What you should do:
Print each of the following records word for word, in the same order.

Provided records:

** START **

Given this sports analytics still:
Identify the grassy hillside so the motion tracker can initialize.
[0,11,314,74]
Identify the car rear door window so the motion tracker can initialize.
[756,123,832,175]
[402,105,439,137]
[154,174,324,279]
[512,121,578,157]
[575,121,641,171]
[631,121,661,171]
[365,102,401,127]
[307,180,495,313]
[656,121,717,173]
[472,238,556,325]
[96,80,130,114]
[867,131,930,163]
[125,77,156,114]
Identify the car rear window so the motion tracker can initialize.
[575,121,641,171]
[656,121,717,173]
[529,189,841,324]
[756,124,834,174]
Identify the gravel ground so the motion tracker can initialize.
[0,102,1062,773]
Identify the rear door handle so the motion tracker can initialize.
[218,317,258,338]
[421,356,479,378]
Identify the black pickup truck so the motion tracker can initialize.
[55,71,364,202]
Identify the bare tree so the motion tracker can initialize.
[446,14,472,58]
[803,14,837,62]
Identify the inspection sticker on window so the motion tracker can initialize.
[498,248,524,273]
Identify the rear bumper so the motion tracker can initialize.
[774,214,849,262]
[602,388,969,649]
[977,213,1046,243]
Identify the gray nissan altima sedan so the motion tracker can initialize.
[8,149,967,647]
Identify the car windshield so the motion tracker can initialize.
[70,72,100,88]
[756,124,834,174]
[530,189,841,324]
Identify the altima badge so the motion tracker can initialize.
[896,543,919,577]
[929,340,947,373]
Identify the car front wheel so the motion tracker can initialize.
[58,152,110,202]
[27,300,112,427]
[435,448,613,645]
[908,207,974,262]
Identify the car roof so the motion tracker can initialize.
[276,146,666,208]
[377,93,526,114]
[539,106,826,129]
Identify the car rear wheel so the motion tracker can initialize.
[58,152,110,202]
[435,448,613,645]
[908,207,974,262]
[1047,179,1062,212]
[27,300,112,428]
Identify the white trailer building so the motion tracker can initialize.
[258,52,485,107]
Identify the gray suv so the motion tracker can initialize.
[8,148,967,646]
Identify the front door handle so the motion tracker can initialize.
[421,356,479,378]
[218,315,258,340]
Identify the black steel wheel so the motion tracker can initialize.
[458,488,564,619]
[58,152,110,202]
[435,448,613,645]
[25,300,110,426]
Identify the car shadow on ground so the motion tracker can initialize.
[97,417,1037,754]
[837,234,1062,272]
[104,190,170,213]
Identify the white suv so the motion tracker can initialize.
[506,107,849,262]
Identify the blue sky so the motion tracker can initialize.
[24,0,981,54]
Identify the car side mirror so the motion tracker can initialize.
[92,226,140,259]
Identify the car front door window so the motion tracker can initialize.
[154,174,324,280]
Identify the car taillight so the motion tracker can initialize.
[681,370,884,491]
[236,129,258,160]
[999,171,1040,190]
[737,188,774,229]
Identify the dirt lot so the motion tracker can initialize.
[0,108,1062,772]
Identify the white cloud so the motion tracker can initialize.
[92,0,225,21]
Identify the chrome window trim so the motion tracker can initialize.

** END **

The completed task:
Given this sports analytics still:
Identify the grassy hillside so the motion tracker can initialize.
[0,11,314,74]
Identify the car rear door window so the motion tracker can initialize.
[756,123,832,175]
[402,105,439,137]
[154,174,324,279]
[512,121,578,157]
[575,121,641,171]
[631,121,661,171]
[365,102,401,127]
[307,180,495,313]
[656,121,717,173]
[472,238,556,325]
[96,80,130,114]
[867,131,930,163]
[125,77,156,114]
Identify the car rear window so the motion tracker can initialize.
[575,121,641,171]
[656,121,717,173]
[529,189,841,324]
[756,124,834,174]
Identify the gravel ground so the motion tracker can initialize.
[0,102,1062,773]
Identify the rear door handle so the motion tracker can initialize.
[218,317,258,338]
[421,356,479,378]
Identify the black pickup truck so the motion tracker can initialize.
[55,71,364,202]
Identify the bare tree so the motion tracker can initialize.
[446,14,472,58]
[803,14,837,62]
Identify the inspection sticker on window so the motion tracker can initialize.
[498,248,524,273]
Identify the rear bumper so the motion tracker can initialize.
[774,214,849,262]
[602,388,969,649]
[977,213,1046,243]
Identify the gray nissan altima sedan so the motion tracker can initialize.
[8,149,967,647]
Identify the car windshield so the motion tracker can initialize.
[70,72,100,88]
[756,124,834,174]
[530,189,841,324]
Identify the altima badge so the motion tracker can initialize.
[896,543,919,577]
[929,340,947,373]
Identify the car front wheel so the motion tracker can initialize.
[58,152,110,202]
[27,300,112,427]
[435,448,613,645]
[908,207,974,262]
Identify the car roof so the motion tracker can initialize.
[276,146,666,208]
[377,93,526,114]
[539,106,826,129]
Identify the car rear wheel so the motion tracker can initialize.
[58,152,110,202]
[435,448,613,645]
[908,207,974,262]
[1047,179,1062,212]
[27,300,112,428]
Identify the white trailer building so the motion tracker can initialize.
[258,52,485,107]
Identify the gray suv so the motion tracker can initialize.
[8,148,967,646]
Identify the front door handle so the motion tracker can initialize.
[421,356,479,378]
[218,315,258,340]
Identify the black steel wheel so the motion tracker can initialize.
[458,488,564,619]
[58,152,110,202]
[435,448,613,645]
[25,300,110,426]
Identify the car shadow on ground so the motion tracker can initialize.
[97,417,1037,754]
[837,234,1062,272]
[104,190,170,213]
Identify the white suv so the motion tracker can initialize.
[506,107,849,262]
Identify the blue sky so the motion tracker can initialize.
[24,0,981,54]
Identify the car side mirror so the motion tracker can initialize.
[92,226,140,259]
Identify the car front door window so the motion tracker can initialize.
[154,174,324,280]
Identify the car taillight so the motion tracker can initialize.
[681,370,884,491]
[236,129,258,160]
[999,171,1040,190]
[737,188,774,229]
Identify the dirt lot so the motion tracker can initialize.
[0,108,1062,772]
Identify the white cloud so the motion tracker can initialize.
[92,0,225,21]
Identify the chrome window trim so the motion tracker can initialize.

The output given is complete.